Exercise description: Your reply should be the complete data, reproduced exactly.

### Records for this task ###

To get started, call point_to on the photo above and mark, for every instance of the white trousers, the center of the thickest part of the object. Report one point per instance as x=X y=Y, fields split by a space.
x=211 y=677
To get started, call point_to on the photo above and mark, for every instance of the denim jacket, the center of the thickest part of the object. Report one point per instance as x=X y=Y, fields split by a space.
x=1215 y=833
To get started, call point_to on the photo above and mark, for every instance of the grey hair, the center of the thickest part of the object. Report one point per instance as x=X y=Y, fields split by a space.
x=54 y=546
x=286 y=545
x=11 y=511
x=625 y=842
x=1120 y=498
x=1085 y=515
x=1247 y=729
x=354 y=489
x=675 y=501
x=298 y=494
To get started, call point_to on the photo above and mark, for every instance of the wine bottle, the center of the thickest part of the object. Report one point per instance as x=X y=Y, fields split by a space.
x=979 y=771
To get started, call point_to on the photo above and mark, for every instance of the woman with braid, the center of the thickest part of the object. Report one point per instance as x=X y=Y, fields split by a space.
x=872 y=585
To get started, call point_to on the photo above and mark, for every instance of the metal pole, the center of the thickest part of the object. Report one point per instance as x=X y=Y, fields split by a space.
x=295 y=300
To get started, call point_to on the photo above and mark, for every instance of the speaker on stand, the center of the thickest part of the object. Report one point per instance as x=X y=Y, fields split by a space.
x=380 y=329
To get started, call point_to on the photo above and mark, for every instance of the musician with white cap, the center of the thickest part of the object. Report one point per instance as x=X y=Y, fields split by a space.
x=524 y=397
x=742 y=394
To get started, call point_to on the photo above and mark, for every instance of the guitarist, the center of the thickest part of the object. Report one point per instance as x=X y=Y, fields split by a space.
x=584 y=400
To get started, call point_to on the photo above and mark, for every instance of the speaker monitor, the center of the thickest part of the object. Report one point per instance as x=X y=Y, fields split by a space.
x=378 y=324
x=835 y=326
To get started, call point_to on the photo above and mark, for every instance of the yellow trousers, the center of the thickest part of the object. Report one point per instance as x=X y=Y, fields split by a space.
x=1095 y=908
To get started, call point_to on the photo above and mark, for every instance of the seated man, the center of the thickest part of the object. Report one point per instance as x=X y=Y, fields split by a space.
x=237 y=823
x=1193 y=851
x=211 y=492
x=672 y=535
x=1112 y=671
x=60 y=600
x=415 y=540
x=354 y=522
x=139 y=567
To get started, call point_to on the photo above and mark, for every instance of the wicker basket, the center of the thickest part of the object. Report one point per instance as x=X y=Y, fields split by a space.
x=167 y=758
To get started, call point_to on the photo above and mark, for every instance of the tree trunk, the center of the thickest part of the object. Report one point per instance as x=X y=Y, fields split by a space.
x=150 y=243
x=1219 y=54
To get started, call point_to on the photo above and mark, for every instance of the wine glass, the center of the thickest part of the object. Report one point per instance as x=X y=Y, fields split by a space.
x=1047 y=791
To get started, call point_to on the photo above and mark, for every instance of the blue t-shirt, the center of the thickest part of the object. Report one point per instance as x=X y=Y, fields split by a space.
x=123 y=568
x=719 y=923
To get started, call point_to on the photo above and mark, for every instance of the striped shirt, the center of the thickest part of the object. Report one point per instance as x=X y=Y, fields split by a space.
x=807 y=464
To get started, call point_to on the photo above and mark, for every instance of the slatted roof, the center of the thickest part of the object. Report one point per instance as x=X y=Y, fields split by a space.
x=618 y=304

###

Answer for this exercise:
To get started, call point_to on the photo above and mark, for every instance of the white trousers, the center of the thickest part of the object. Report one point per instance as x=X y=Y, fields split by a space.
x=211 y=677
To get started, call point_to on the photo above and mark, for every instance of the denim jacket, the center of the thickest part of the object. Report one point per instance as x=X y=Y, fields split by a space.
x=1215 y=833
To get started, call point_to on the photo above and mark, for every instance of the grey hair, the center of the thickest part of the object. Report one point per instance as x=X y=Y, fields split by a space.
x=54 y=546
x=286 y=545
x=11 y=511
x=625 y=842
x=1120 y=498
x=1085 y=515
x=1247 y=729
x=354 y=489
x=675 y=501
x=298 y=494
To get started, call point_to on the photo above and mark, for every instance of the wine bottle, the center of the thickest part of the object. Report one point per instance as x=X y=Y, fields split by a space.
x=979 y=771
To get started, call point_to on the photo above and mark, for every instance of the woman with braid, the center of the thickest part of the object. Report one point per instance as x=X y=Y, fields split by a space.
x=872 y=585
To get started, call point_to on the photo above and mark, for every instance of the metal pole, the center of the thickest part of the object. Report one point per instance as x=X y=Y, fields split by a space.
x=295 y=300
To get started, call point_to on the photo above and mark, for every instance of the speaker on stand, the center of the thickest part of the object. Report one point per instance as x=X y=Y, fields split by a space.
x=380 y=329
To get started, call point_to on the photo above and mark, for every instance of the musician with white cap, the center of the thickest part of the object. Report one point per instance as x=X y=Y, fields split by a space.
x=524 y=397
x=742 y=394
To get started, call point_to on the photo above and mark, for every instance of the guitarist, the center of the thickest part of the object. Report one point per instance as x=X y=Y, fields split by a space.
x=584 y=400
To get started, call point_to on the photo above and mark, for every instance of the speaker monitor, the center of the thickest part of the object. Report one point per instance as x=X y=Y, fields split by a space.
x=378 y=324
x=835 y=326
To get started, call point_to on the photo above and mark, for every instance of the yellow trousers, the center of the thickest part of the object. Report one point per instance as x=X y=Y, fields split by a space.
x=1095 y=908
To get started, call point_to on the photo above and mark, for every instance of the seated man, the center of the thickest part of the object. Report one point per instance as x=X y=Y, fields split by a space.
x=237 y=823
x=1193 y=851
x=211 y=492
x=672 y=535
x=1112 y=671
x=60 y=600
x=415 y=540
x=354 y=522
x=139 y=567
To get started, call point_to on the photo above and mark, for every instance of the wicker basket, the center of the thickest part of the object. Report one point per instance as x=X y=Y, fields split by a space.
x=167 y=758
To get started, call point_to on the photo above and mark, for every instance of the tree trunk, the center of the thickest part of the object. Report one point per instance as x=X y=Y, fields split by a space.
x=150 y=243
x=1219 y=54
To get started, call point_to on the photo above and mark, for every instance of the wine glass, the center of the thickest part of the object. Report one point per instance as x=X y=Y, fields split by a space.
x=1047 y=791
To get started, call point_to on the photo above and mark, for every instance of the blue t-shirt, the center of the thickest part of the object. Report one point per instance as x=X y=Y, fields split by a space.
x=123 y=568
x=719 y=923
To get started, call point_to on the photo above and mark, for every instance of the striped shirt, the center of the thickest part of the object. Report one point per instance as x=X y=Y, fields split by a space.
x=807 y=464
To get started, call point_to on the photo above and mark, for every instance of the slatted roof, the center of the thickest part of the object. Report one point per instance as x=X y=Y, fields split by a space.
x=618 y=304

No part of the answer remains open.